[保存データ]
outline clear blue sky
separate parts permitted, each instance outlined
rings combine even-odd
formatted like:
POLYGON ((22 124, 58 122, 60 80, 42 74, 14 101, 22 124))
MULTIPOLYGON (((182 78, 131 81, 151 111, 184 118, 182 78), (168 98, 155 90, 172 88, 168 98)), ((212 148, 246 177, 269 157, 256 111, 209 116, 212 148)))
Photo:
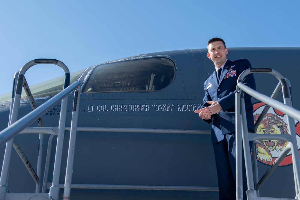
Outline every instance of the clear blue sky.
MULTIPOLYGON (((299 47, 299 0, 0 0, 0 94, 38 58, 59 60, 73 72, 140 54, 206 48, 216 37, 229 47, 299 47)), ((25 77, 30 85, 63 75, 55 65, 38 65, 25 77)))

» **課題**: 上の行をすべて、一字一句変えずに書き写してください。画像は解答から除いてください。

» **解答**:
outline clear blue sky
separate parts permitted, each instance outlined
rings combine even-odd
formatted like:
POLYGON ((22 124, 58 122, 60 80, 42 74, 14 101, 22 124))
MULTIPOLYGON (((182 78, 131 81, 151 111, 184 118, 182 78), (168 98, 155 90, 172 88, 168 98)), ((212 148, 246 177, 269 157, 256 111, 209 116, 212 148)))
Photo:
Outline every instance of the clear blue sky.
MULTIPOLYGON (((299 47, 299 0, 0 0, 0 94, 38 58, 59 60, 73 72, 140 54, 206 48, 216 37, 229 47, 299 47)), ((25 77, 30 85, 63 75, 55 65, 38 65, 25 77)))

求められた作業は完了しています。